| Exercise details |
All of the data that follows is to be written out exactly, with images excluded.

| Supplied records |
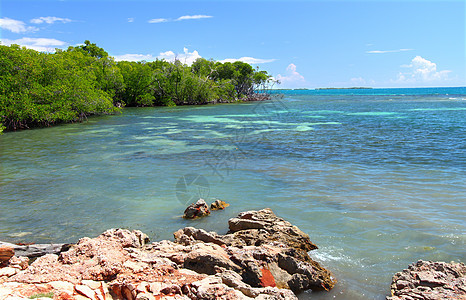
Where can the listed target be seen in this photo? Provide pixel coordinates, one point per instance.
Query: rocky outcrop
(430, 280)
(266, 250)
(121, 264)
(5, 254)
(34, 250)
(197, 210)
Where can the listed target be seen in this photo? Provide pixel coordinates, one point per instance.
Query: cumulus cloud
(182, 18)
(194, 17)
(388, 51)
(134, 57)
(38, 44)
(292, 78)
(15, 26)
(249, 60)
(186, 57)
(158, 20)
(50, 20)
(422, 70)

| Task result |
Where can the listed target be seen in this photo? Provide pixel coordinates, one point per instance.
Query: rocky outcrop
(430, 280)
(266, 250)
(121, 264)
(5, 254)
(34, 250)
(197, 210)
Where can the listed target be seen in this photo? Provide pixel coordinates, one point per instance.
Query: cumulus cloud
(182, 18)
(194, 17)
(388, 51)
(134, 57)
(38, 44)
(292, 78)
(15, 26)
(249, 60)
(186, 57)
(158, 20)
(50, 20)
(422, 70)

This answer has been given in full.